- _WHAT THE TASK REQUIRES_
Output the line containing "Pin the muddy" and all subsequent lines of the listing below, copied exactly, with no other lines.
>> BEGIN
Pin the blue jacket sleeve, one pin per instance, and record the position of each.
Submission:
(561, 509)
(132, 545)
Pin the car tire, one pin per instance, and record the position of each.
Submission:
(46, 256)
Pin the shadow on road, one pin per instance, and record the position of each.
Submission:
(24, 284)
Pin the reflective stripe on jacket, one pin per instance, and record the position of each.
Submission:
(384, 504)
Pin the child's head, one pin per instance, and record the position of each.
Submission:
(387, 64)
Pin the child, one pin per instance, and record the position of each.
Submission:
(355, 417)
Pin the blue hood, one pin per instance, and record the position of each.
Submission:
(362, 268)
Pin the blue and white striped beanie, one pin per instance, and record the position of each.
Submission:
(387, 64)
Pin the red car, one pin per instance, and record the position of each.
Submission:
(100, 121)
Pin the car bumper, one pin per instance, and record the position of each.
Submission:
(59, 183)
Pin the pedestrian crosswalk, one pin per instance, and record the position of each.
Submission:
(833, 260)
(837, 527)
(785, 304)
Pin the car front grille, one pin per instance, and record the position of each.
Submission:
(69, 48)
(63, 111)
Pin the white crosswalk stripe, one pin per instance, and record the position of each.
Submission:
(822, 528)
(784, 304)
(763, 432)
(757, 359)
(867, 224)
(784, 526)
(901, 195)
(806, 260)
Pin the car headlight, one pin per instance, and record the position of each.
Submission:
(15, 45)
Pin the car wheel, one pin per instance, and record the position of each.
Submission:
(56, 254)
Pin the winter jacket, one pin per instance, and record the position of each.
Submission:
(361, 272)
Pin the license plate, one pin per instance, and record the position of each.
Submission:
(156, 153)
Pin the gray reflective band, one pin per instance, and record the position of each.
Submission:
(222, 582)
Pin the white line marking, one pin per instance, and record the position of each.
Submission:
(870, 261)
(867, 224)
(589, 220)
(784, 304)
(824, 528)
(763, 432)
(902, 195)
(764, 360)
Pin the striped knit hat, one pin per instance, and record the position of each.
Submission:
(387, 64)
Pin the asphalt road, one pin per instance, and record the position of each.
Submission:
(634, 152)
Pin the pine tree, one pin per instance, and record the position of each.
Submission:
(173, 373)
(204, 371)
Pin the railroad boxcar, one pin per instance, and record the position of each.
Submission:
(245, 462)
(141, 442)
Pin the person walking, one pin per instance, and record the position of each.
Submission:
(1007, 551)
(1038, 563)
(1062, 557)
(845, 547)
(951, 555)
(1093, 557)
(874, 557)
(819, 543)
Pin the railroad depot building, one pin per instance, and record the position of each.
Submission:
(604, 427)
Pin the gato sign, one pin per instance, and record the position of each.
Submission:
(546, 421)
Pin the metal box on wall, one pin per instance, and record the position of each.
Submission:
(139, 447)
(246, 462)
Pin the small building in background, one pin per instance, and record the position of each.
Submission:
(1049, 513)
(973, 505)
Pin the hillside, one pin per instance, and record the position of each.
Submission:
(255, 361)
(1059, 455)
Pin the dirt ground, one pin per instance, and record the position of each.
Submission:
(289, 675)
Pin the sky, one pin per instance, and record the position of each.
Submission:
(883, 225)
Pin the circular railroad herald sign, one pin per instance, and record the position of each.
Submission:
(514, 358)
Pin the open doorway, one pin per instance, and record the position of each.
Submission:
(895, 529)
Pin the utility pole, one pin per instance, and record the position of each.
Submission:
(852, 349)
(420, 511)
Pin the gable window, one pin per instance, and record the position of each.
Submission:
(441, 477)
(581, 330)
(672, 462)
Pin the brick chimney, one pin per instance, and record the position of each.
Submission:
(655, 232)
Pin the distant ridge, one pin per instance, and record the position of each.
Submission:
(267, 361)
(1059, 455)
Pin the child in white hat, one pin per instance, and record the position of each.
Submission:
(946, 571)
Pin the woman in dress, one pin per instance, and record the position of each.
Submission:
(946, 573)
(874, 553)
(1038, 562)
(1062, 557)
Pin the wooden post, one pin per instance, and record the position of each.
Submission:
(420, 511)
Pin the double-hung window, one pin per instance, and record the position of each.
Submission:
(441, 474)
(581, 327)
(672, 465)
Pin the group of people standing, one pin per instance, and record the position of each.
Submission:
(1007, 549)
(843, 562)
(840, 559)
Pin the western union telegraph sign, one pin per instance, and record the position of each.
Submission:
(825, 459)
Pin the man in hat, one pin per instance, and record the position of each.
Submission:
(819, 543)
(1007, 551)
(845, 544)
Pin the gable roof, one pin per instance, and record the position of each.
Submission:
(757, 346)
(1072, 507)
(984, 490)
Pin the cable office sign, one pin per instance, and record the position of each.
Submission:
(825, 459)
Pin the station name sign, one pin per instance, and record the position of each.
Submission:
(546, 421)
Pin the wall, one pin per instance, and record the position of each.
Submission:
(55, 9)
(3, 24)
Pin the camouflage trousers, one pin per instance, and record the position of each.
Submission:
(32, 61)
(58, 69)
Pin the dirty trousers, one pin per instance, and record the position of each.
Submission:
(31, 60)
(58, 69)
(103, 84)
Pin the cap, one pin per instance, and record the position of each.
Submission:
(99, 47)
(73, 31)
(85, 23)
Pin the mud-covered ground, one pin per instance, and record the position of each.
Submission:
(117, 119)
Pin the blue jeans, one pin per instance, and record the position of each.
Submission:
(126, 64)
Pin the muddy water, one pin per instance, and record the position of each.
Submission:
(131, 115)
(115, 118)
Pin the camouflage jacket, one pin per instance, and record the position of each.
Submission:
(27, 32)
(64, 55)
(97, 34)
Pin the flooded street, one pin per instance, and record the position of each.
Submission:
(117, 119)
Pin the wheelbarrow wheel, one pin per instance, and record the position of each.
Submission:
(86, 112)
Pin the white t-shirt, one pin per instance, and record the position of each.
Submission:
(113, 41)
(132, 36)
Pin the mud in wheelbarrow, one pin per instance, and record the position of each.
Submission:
>> END
- _SOLUTION FOR THIS EXERCISE_
Pin the muddy water, one pin per instance, and record the position of each.
Submission:
(131, 115)
(115, 118)
Pin the camouflage jacket, one pin per instance, and record the position of each.
Submission:
(27, 32)
(64, 55)
(97, 34)
Pin the flooded street, one pin per instance, and record the position of each.
Submission:
(117, 119)
Pin the wheelbarrow wheel, one pin per instance, and record the position of each.
Submission:
(86, 112)
Pin the white t-shirt, one pin per instance, and record the position of each.
Submission:
(113, 41)
(132, 36)
Pin the mud in wheelbarrow, one pin per instance, and record the position of each.
Submission:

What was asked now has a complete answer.